* **Exercise objective**
Only the lines from the one containing "Would you mind pinning the calm" through the end of the entries should be repeated, exactly as they appear, first and last included.

* **Entries supplied**
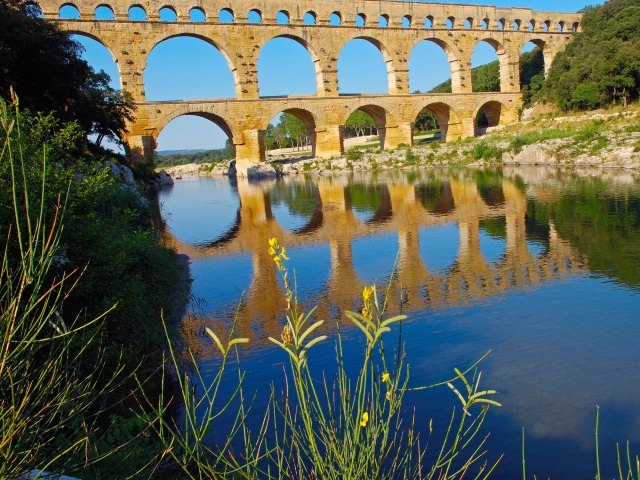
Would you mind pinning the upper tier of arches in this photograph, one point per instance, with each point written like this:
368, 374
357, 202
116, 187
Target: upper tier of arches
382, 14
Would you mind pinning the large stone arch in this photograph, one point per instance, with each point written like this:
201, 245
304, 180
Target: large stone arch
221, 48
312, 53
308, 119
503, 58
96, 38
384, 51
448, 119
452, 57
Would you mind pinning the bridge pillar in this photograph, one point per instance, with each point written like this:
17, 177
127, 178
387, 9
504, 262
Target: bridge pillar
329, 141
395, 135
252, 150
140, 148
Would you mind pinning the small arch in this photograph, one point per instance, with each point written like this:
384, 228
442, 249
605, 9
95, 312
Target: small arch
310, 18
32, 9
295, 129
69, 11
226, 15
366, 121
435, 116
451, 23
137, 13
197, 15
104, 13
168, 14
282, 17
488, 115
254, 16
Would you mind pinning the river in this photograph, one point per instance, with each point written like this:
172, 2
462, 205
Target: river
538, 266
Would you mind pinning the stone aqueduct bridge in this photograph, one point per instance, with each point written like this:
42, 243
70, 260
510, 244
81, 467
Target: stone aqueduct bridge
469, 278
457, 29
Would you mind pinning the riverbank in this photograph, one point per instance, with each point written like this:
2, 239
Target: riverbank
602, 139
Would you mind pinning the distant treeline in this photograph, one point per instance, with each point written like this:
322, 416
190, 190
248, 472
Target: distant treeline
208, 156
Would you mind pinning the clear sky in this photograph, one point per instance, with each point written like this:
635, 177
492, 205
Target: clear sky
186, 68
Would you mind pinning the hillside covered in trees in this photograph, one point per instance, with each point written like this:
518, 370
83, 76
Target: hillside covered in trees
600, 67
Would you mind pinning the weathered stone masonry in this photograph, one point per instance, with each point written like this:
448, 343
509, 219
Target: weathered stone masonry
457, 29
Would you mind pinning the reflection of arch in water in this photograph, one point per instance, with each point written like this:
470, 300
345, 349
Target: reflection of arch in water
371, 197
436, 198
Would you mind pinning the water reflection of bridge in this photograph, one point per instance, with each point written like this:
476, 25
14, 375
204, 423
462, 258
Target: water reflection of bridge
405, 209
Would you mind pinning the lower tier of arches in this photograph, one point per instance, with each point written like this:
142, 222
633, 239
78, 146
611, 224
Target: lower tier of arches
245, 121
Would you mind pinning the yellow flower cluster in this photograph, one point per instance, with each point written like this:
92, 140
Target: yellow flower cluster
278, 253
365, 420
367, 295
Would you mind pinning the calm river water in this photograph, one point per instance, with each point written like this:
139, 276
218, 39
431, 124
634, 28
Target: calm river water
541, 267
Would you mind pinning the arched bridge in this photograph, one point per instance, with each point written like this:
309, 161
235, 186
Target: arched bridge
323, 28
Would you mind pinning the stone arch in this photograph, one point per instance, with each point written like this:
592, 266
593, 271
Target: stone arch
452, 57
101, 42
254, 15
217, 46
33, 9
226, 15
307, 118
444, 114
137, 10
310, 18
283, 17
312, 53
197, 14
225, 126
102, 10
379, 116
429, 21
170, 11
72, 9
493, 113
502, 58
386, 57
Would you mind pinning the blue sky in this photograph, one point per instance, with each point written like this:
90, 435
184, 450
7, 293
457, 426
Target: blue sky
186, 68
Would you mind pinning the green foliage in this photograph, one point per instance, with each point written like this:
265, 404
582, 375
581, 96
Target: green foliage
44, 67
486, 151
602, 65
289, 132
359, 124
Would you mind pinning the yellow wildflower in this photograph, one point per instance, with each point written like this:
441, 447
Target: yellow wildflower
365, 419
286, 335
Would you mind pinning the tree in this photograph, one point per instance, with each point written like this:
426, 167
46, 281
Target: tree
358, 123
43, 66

* **Solved exercise**
Would you mind pinning the calm river water in this photograph, one point per instance, with each point written like this:
139, 276
218, 39
431, 124
634, 28
Target: calm river water
541, 267
Would you mind pinning the arched bridge in this photograph, one point per instance, with each point written like this:
309, 161
235, 186
Target: arched bridge
323, 28
Would you mind pinning the stone arch in this photograph, one point per instance, with each point written like this:
592, 266
593, 271
Target: stone arch
452, 57
101, 42
254, 15
217, 46
33, 9
226, 15
307, 118
444, 114
137, 10
310, 18
283, 17
312, 53
197, 14
225, 126
102, 10
379, 116
429, 21
170, 11
72, 9
493, 113
502, 58
386, 57
Would you mind pinning the blue sky in this photograph, one point per instance, with each point written like this:
90, 435
184, 450
7, 293
457, 426
Target: blue sky
186, 68
Would you mind pinning the green foliage in this photograph, one point per instance, with each point written like this:
265, 404
582, 375
581, 96
Target: green foliage
44, 67
486, 151
602, 65
289, 132
359, 124
Would you mind pinning the yellow wildflower in this photograph, one point per instance, with each point written like this:
441, 447
Target: yellow wildflower
365, 419
286, 335
Would you mind pinning the tree in this photograph, one point per instance, with each point written like this:
426, 167
46, 281
Target: tree
358, 123
43, 66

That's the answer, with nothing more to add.